• _Prompt_: Line by line, print the records exactly as they are, dropping the pictures.

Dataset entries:
● ● ●

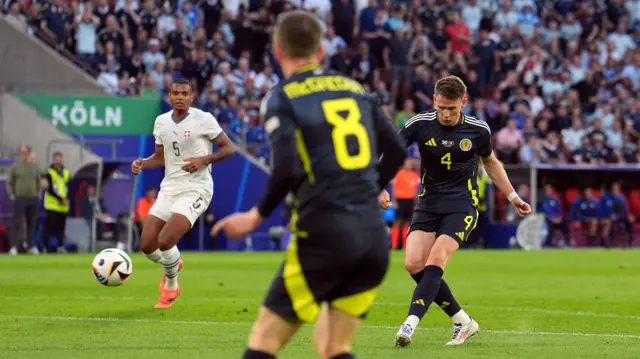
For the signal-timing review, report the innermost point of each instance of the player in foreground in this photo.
(184, 138)
(326, 136)
(450, 146)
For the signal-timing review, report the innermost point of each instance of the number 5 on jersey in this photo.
(349, 126)
(176, 149)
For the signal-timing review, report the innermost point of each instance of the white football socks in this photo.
(155, 256)
(171, 262)
(461, 317)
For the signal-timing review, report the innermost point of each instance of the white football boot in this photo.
(462, 332)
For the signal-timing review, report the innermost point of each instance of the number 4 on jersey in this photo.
(446, 160)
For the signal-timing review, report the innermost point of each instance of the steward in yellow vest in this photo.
(56, 202)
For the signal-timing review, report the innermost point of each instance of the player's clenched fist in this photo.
(136, 166)
(384, 200)
(521, 207)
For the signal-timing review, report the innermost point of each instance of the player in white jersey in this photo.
(184, 138)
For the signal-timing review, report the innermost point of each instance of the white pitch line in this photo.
(198, 322)
(380, 303)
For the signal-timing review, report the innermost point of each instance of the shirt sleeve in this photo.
(281, 130)
(156, 132)
(486, 147)
(408, 131)
(211, 127)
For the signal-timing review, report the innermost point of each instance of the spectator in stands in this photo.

● ● ●

• _Output below_:
For the signal-timing review, report the innermost point of each instance of the player in foreground in this photo.
(184, 138)
(326, 136)
(450, 146)
For the signal-timing review, report the innermost point of each instance of the number 5 on jersey in this photo.
(349, 126)
(176, 149)
For the signal-timing review, report the innermost point of each instance of the white football socks in this photo.
(155, 256)
(171, 262)
(461, 317)
For the signal-timing review, report the innermost point of each instance of the white football boot in this photo.
(462, 332)
For the signal-timing review, report the innermost point of each instance of the number 4 on jersey in this photo.
(446, 160)
For the signal-timing review, report the innermost point of each instance of the steward in yellow vest in this photo.
(56, 202)
For the signal-timing review, report the innermost point of each instance of the player's clenched fist in this photo.
(136, 166)
(384, 200)
(521, 207)
For the signal-timing review, report the innermost point of each instance of the player in white jersey in this photo.
(184, 138)
For the signal-timing review, report the innermost point of each instance of the white pitch line in this photo.
(198, 322)
(380, 303)
For the signal-timing review, report the innermost point of each instance of the shirt sleeve in this photo.
(281, 130)
(156, 132)
(486, 147)
(408, 131)
(211, 127)
For the signal-timing review, report the innermost point of each instance of the spectator in stands in this photo.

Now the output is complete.